BEGIN DATA FOR THIS EXERCISE

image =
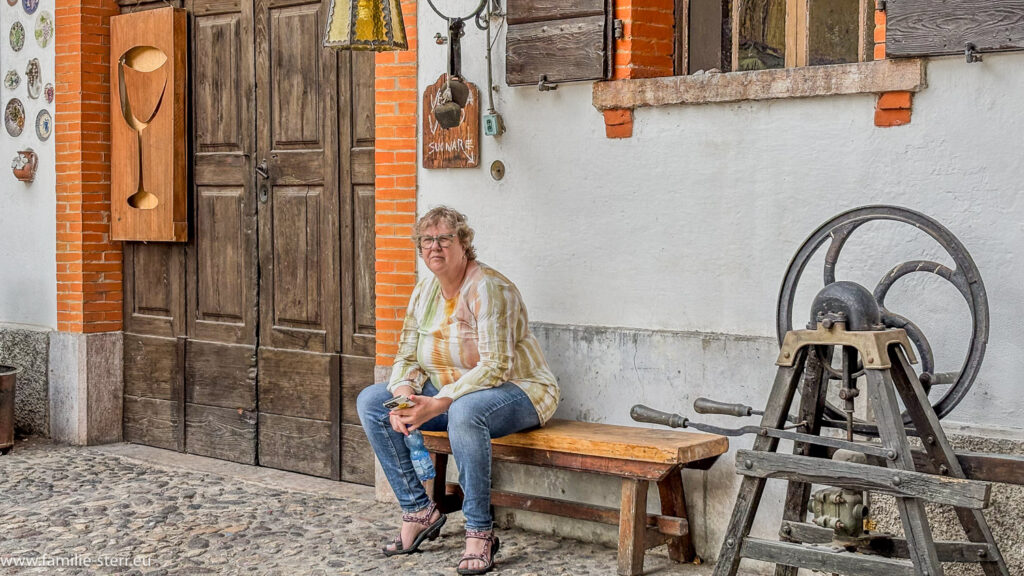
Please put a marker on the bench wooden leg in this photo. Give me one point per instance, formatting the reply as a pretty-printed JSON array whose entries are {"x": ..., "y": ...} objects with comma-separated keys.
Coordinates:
[
  {"x": 674, "y": 503},
  {"x": 632, "y": 527}
]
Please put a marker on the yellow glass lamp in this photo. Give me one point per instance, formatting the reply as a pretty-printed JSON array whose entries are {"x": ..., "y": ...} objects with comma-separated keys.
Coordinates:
[{"x": 366, "y": 25}]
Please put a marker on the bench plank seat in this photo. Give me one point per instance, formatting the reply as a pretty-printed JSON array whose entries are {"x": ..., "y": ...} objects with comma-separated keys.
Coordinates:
[
  {"x": 636, "y": 455},
  {"x": 609, "y": 441}
]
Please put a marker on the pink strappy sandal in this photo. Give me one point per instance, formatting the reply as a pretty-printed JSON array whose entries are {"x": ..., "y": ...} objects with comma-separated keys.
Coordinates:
[
  {"x": 432, "y": 531},
  {"x": 487, "y": 556}
]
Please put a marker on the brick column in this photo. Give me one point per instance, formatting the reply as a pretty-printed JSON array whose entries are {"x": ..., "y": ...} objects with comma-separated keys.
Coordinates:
[
  {"x": 85, "y": 376},
  {"x": 395, "y": 96},
  {"x": 643, "y": 51},
  {"x": 88, "y": 262},
  {"x": 893, "y": 109}
]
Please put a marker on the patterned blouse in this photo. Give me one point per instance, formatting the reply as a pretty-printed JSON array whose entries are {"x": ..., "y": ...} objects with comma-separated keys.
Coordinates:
[{"x": 476, "y": 340}]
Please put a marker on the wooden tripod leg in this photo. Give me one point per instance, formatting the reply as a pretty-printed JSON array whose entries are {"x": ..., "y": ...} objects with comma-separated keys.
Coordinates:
[
  {"x": 632, "y": 526},
  {"x": 812, "y": 401},
  {"x": 893, "y": 435},
  {"x": 674, "y": 503},
  {"x": 938, "y": 448},
  {"x": 752, "y": 488}
]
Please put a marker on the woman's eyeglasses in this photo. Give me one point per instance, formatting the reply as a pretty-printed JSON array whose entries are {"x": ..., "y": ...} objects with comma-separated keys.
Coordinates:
[{"x": 442, "y": 240}]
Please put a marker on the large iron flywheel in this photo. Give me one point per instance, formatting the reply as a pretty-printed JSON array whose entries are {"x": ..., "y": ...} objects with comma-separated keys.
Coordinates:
[{"x": 965, "y": 277}]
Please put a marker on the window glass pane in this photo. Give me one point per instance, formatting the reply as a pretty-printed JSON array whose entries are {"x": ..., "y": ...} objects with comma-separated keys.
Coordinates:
[
  {"x": 834, "y": 31},
  {"x": 710, "y": 35},
  {"x": 762, "y": 34}
]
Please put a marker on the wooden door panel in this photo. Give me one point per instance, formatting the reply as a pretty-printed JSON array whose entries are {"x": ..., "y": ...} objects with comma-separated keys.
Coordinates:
[
  {"x": 223, "y": 299},
  {"x": 296, "y": 254},
  {"x": 355, "y": 125},
  {"x": 294, "y": 383},
  {"x": 299, "y": 297},
  {"x": 297, "y": 444},
  {"x": 220, "y": 257},
  {"x": 221, "y": 125},
  {"x": 221, "y": 375},
  {"x": 220, "y": 433},
  {"x": 295, "y": 67},
  {"x": 154, "y": 289}
]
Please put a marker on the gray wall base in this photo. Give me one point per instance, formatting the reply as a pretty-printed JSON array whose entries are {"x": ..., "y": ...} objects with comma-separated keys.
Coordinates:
[
  {"x": 26, "y": 347},
  {"x": 86, "y": 387}
]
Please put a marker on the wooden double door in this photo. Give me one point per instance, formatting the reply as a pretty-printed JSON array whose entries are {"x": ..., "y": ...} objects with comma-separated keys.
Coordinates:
[{"x": 251, "y": 342}]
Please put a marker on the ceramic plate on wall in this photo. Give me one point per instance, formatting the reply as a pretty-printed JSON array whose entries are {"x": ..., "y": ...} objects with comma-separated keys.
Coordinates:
[
  {"x": 11, "y": 80},
  {"x": 44, "y": 124},
  {"x": 44, "y": 28},
  {"x": 16, "y": 36},
  {"x": 34, "y": 78},
  {"x": 13, "y": 117}
]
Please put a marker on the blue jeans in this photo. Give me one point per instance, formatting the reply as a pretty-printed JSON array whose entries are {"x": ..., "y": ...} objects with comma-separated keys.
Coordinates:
[{"x": 471, "y": 422}]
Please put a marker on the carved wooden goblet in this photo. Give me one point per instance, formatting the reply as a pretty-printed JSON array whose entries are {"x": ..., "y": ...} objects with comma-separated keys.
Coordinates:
[{"x": 141, "y": 84}]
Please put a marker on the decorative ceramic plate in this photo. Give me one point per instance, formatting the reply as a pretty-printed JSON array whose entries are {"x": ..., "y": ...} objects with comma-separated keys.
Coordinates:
[
  {"x": 11, "y": 80},
  {"x": 13, "y": 117},
  {"x": 34, "y": 78},
  {"x": 44, "y": 124},
  {"x": 16, "y": 36},
  {"x": 44, "y": 28}
]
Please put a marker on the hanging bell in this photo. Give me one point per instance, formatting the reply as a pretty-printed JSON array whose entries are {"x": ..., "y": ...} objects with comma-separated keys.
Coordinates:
[{"x": 366, "y": 25}]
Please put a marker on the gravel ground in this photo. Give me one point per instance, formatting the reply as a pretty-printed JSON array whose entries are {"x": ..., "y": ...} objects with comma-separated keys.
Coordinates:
[{"x": 177, "y": 513}]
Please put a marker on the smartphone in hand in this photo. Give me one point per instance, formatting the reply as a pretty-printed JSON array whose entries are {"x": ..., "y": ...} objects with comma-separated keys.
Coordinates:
[{"x": 398, "y": 403}]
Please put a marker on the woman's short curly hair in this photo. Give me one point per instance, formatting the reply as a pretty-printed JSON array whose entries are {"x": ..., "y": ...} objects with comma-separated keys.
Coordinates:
[{"x": 455, "y": 220}]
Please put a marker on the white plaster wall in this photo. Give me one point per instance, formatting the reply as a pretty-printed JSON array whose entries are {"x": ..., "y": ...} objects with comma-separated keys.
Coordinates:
[
  {"x": 28, "y": 250},
  {"x": 690, "y": 223}
]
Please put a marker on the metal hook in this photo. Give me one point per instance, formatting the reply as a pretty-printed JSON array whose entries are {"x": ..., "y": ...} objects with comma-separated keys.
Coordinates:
[
  {"x": 971, "y": 53},
  {"x": 544, "y": 85}
]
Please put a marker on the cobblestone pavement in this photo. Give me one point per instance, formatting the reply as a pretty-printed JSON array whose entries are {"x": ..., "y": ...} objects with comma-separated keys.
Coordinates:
[{"x": 175, "y": 513}]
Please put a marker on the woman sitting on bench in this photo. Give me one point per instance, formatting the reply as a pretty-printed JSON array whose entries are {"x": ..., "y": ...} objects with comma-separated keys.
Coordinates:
[{"x": 470, "y": 364}]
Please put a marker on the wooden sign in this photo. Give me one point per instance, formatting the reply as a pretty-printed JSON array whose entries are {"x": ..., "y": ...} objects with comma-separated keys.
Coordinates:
[
  {"x": 451, "y": 148},
  {"x": 148, "y": 164}
]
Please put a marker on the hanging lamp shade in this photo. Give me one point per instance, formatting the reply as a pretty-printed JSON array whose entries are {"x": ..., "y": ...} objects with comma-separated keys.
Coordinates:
[{"x": 366, "y": 25}]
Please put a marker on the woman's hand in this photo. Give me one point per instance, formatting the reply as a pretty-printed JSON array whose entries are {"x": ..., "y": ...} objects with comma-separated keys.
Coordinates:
[{"x": 426, "y": 409}]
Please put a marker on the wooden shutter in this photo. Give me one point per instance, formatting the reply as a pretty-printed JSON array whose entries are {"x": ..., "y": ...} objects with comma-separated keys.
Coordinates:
[
  {"x": 930, "y": 28},
  {"x": 562, "y": 40}
]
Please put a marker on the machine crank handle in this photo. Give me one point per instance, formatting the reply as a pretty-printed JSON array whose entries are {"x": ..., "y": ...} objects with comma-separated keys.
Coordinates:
[
  {"x": 709, "y": 406},
  {"x": 641, "y": 413}
]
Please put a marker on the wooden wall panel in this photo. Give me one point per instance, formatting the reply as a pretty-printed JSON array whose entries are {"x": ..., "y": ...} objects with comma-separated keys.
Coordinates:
[
  {"x": 926, "y": 28},
  {"x": 220, "y": 433},
  {"x": 295, "y": 444},
  {"x": 218, "y": 374},
  {"x": 148, "y": 146}
]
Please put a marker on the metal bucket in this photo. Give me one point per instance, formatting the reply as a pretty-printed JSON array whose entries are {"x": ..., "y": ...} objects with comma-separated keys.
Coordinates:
[{"x": 8, "y": 375}]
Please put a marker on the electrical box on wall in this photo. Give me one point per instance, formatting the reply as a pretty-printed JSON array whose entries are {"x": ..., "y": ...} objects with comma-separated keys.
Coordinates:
[{"x": 493, "y": 124}]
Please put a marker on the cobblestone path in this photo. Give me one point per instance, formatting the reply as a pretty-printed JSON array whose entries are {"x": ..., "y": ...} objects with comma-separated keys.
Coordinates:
[{"x": 95, "y": 504}]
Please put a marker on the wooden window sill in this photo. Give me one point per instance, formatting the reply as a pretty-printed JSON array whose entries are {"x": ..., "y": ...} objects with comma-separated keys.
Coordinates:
[{"x": 872, "y": 77}]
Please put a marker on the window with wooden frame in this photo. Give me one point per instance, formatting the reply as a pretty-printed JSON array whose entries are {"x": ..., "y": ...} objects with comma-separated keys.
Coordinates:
[{"x": 744, "y": 35}]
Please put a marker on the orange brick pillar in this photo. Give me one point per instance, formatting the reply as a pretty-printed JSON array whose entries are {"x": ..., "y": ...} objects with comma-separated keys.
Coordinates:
[
  {"x": 643, "y": 51},
  {"x": 893, "y": 109},
  {"x": 85, "y": 355},
  {"x": 395, "y": 101},
  {"x": 89, "y": 297}
]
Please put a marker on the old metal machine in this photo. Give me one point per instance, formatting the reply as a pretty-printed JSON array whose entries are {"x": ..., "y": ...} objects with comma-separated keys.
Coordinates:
[{"x": 855, "y": 341}]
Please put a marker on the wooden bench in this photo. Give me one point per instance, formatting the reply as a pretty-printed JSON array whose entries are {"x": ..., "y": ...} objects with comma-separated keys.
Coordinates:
[{"x": 636, "y": 455}]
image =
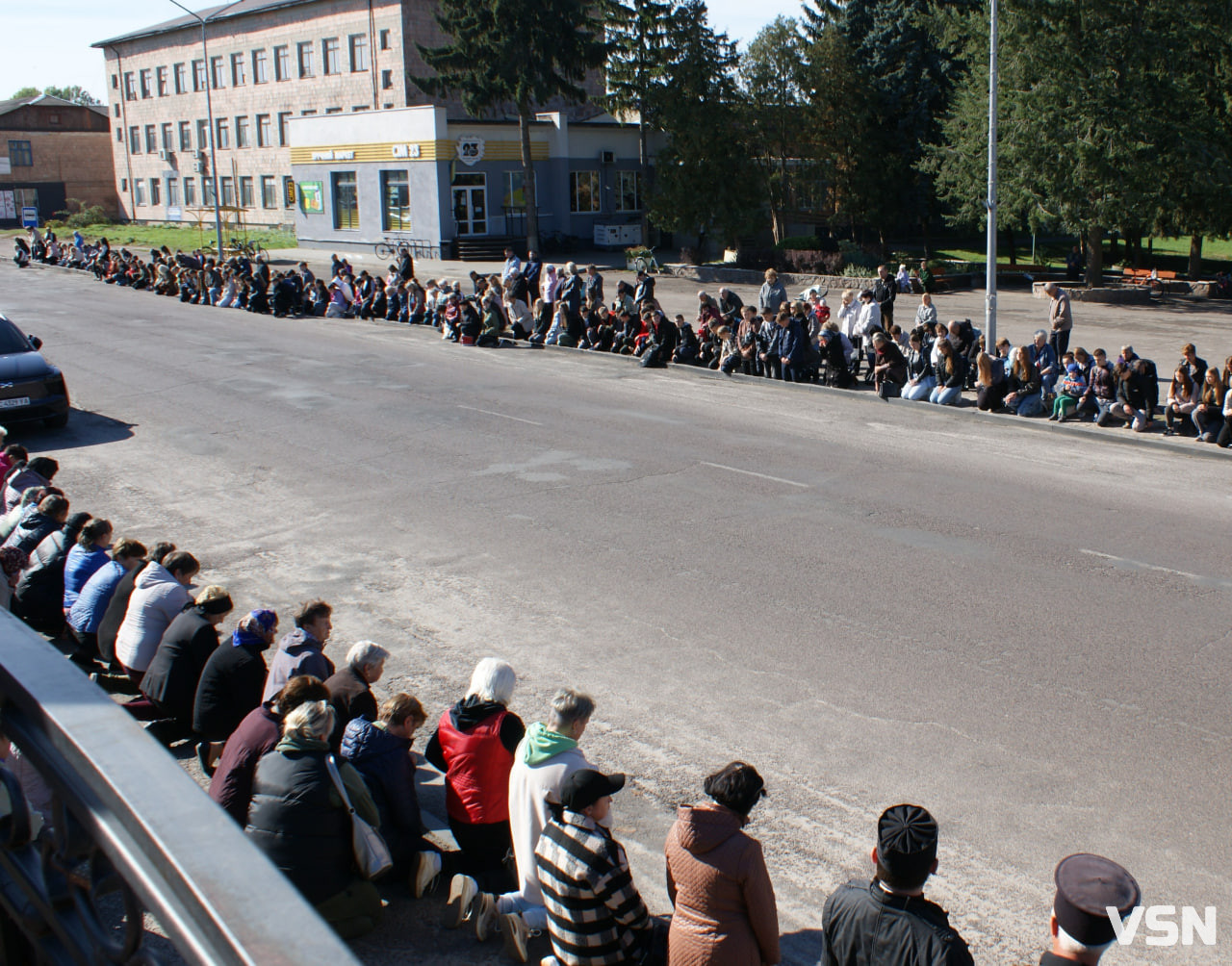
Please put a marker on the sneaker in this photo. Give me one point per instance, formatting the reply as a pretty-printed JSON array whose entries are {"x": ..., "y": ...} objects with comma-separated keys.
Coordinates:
[
  {"x": 427, "y": 868},
  {"x": 515, "y": 935},
  {"x": 484, "y": 917},
  {"x": 462, "y": 895}
]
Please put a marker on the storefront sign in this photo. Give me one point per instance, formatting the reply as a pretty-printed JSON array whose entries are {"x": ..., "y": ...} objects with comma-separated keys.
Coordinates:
[{"x": 470, "y": 149}]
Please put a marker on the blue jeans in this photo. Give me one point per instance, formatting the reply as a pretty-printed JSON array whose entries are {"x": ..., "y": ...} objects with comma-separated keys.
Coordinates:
[{"x": 942, "y": 395}]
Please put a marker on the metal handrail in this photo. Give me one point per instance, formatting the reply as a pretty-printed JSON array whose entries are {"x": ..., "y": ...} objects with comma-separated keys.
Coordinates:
[{"x": 217, "y": 897}]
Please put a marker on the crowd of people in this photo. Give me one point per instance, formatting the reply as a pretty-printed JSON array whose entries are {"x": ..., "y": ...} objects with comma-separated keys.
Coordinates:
[{"x": 299, "y": 750}]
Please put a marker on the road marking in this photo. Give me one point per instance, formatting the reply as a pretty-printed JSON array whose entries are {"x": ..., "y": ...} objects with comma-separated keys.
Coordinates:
[
  {"x": 759, "y": 475},
  {"x": 1142, "y": 566},
  {"x": 501, "y": 416}
]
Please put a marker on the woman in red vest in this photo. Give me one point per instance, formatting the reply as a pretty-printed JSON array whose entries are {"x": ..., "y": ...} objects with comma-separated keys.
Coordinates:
[{"x": 474, "y": 746}]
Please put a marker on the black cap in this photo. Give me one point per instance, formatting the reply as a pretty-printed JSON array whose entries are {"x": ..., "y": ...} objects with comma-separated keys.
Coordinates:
[
  {"x": 586, "y": 786},
  {"x": 907, "y": 841},
  {"x": 1087, "y": 885}
]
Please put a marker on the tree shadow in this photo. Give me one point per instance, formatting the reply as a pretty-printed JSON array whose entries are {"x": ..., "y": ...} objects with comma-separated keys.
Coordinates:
[{"x": 84, "y": 429}]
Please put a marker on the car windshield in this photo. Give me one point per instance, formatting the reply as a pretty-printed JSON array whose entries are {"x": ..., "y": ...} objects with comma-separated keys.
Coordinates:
[{"x": 12, "y": 339}]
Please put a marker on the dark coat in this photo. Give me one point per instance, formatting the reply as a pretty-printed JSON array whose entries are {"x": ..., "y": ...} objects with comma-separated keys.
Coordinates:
[
  {"x": 171, "y": 679},
  {"x": 865, "y": 926},
  {"x": 231, "y": 686},
  {"x": 350, "y": 698}
]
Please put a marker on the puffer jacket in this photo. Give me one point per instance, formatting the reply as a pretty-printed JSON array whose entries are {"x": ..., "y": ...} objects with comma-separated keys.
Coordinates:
[
  {"x": 725, "y": 908},
  {"x": 157, "y": 599}
]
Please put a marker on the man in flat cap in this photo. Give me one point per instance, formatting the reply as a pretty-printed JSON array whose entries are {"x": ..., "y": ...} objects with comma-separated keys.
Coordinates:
[
  {"x": 887, "y": 922},
  {"x": 1081, "y": 923}
]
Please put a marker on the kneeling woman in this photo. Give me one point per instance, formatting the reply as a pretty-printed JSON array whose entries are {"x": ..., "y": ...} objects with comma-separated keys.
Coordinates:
[{"x": 299, "y": 821}]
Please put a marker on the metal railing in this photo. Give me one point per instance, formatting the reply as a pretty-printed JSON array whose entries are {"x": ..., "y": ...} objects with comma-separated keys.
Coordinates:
[{"x": 128, "y": 824}]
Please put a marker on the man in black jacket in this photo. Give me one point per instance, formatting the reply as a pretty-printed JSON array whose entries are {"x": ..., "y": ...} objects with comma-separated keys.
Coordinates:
[{"x": 888, "y": 921}]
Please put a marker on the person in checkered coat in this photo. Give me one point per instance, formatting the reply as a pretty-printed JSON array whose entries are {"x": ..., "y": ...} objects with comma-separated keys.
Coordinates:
[{"x": 595, "y": 914}]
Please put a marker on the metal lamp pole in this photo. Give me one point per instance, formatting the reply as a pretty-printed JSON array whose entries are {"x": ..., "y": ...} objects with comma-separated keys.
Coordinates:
[
  {"x": 990, "y": 203},
  {"x": 210, "y": 114}
]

END DATA FOR THIS EXERCISE

** TASK PROMPT **
Output the line holding "Please put a marker on the puffer", then every later line through the end of the records above, exactly as given and nothing else.

** TASK OUTPUT **
Please put a marker on the puffer jacket in this photo. Give me one point per instance, formatting the reply as a pretty-printed JSON array whose entries are {"x": ..., "y": ...} objects with comma-separated keys.
Coordinates:
[
  {"x": 725, "y": 908},
  {"x": 157, "y": 599}
]
Please put a marker on the man in flat cap in this photo. Give me one point per instance, formatting the reply as a pretty-printed JSON array whose entries are {"x": ..., "y": ...} objects with comma-separated keys.
Coordinates:
[
  {"x": 887, "y": 922},
  {"x": 1081, "y": 923}
]
Please put a marker on the kneeling woman in this photo. Give me one point per instance, formatting the reply as a pretty-printed JSON array whose entries are {"x": ..., "y": ...} objects with comma-separated keys.
Coordinates:
[{"x": 299, "y": 821}]
Please put a marker on the metal railing in this photo. Give me one point per instance, formatting the reply as a pretty-printed JSON array whose entries are {"x": ..., "y": ...} objects with comma-separated keys.
Coordinates:
[{"x": 128, "y": 824}]
Please put a marker on the man in black jacket in this photo. Give me one point per instance, formatting the reply as a pretty-printed JSON array whose entries are {"x": ..., "y": ...} objects with comma-separated keys.
Coordinates:
[{"x": 888, "y": 921}]
Please put a marker on the person in checkered coat in this photo. Give me one point per instance, formatting the reply as a pretty-printed JSON array whose entries are {"x": ..., "y": ...} objects with comma-separated keys.
Coordinates:
[{"x": 595, "y": 914}]
Please put a marker on the metal lamp pole in this photo. Give me one point per instance, formatting the reply as a pretty-printed JSON array whose entries are {"x": ..., "y": ...} objects with comma-separated keys.
Coordinates:
[
  {"x": 990, "y": 203},
  {"x": 210, "y": 114}
]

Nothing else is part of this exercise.